### [Brief]
List every line of the records that contains the word "stone", treating uppercase and lowercase as different.

(Point placement records)
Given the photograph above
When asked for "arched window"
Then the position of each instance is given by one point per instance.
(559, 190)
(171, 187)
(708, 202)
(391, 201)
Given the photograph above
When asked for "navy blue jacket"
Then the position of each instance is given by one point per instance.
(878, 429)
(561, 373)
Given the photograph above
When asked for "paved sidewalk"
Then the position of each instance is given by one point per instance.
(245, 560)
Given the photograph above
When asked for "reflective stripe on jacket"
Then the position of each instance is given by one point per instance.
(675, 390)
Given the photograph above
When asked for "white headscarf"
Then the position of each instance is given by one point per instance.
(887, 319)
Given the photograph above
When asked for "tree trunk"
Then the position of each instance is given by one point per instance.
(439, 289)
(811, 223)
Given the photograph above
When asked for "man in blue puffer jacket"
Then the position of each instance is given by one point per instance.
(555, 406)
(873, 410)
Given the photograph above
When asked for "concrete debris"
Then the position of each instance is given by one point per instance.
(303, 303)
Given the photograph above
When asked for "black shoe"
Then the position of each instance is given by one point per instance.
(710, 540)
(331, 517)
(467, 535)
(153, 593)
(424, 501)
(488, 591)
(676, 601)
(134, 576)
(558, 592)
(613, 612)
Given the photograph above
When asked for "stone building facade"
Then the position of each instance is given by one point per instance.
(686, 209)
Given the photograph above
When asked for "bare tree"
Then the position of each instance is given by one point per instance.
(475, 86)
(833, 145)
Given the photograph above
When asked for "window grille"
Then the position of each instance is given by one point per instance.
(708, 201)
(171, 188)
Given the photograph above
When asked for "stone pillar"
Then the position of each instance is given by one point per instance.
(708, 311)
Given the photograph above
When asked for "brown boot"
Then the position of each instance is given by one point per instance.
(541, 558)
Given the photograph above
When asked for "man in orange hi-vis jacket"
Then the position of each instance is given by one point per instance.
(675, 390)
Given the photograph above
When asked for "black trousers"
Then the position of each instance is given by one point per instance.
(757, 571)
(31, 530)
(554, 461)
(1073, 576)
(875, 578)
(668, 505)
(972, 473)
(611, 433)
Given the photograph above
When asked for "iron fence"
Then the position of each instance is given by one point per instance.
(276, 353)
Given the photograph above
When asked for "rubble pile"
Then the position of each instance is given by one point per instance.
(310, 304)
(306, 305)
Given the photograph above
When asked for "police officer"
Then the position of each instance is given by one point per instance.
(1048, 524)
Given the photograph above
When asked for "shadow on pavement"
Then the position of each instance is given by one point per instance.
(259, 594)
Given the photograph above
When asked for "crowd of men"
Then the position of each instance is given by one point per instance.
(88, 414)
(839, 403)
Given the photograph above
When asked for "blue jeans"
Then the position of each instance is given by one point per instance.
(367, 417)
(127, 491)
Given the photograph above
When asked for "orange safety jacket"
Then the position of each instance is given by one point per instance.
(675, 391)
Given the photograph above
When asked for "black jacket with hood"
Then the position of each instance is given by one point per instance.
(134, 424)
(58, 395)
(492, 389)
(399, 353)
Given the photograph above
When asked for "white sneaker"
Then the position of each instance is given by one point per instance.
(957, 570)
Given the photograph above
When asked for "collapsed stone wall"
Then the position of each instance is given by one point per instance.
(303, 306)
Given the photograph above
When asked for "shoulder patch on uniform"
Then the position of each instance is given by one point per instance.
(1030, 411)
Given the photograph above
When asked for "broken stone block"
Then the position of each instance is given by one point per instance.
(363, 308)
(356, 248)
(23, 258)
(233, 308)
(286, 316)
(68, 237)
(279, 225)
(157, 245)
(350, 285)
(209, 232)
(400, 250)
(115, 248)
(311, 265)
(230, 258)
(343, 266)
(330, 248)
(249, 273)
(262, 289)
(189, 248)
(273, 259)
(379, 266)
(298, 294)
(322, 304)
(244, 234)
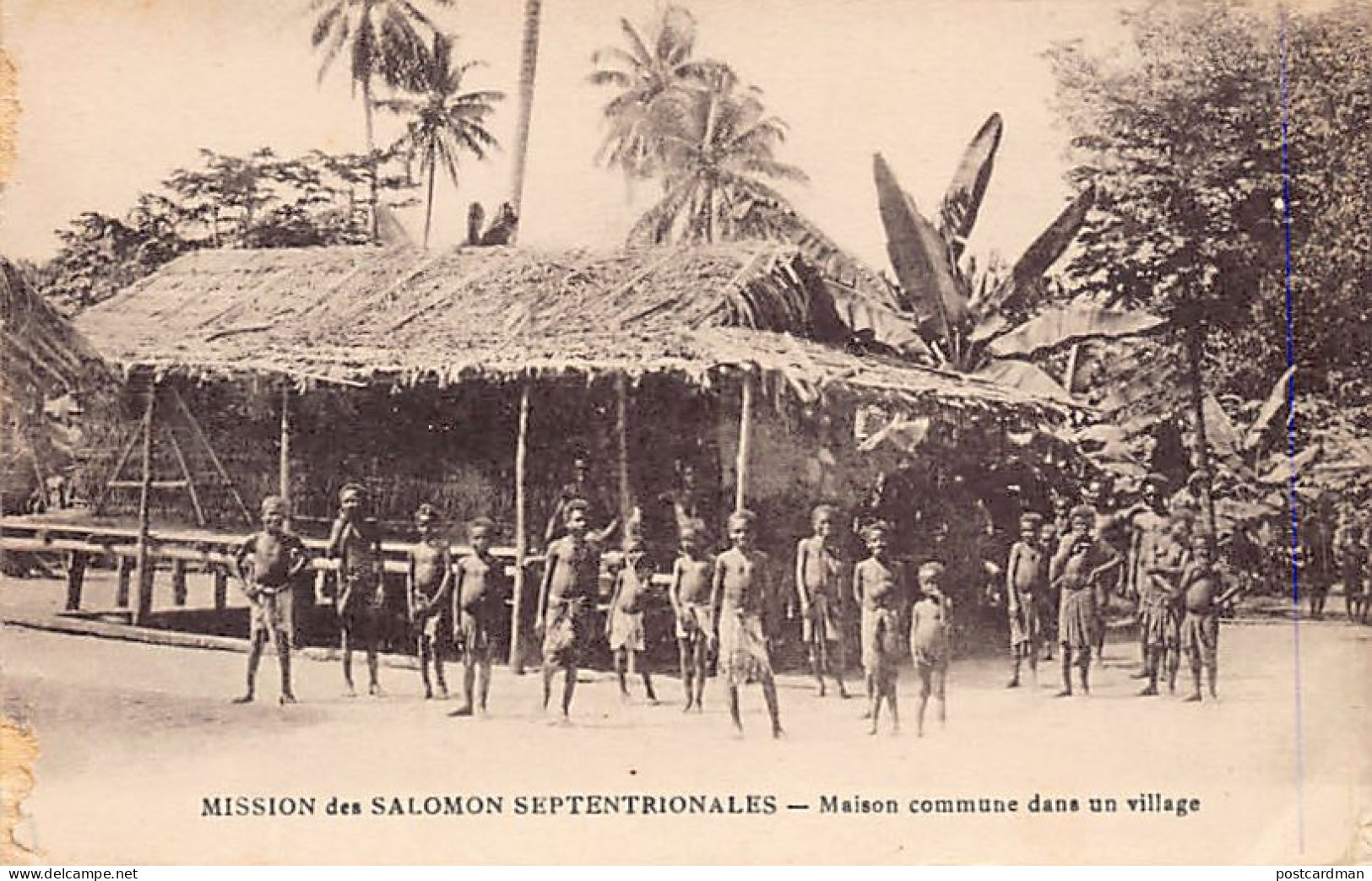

### [Solution]
When asked for "stone building facade"
When asked for "stone pillar"
When asked for "collapsed stone wall"
When asked for "broken stone block"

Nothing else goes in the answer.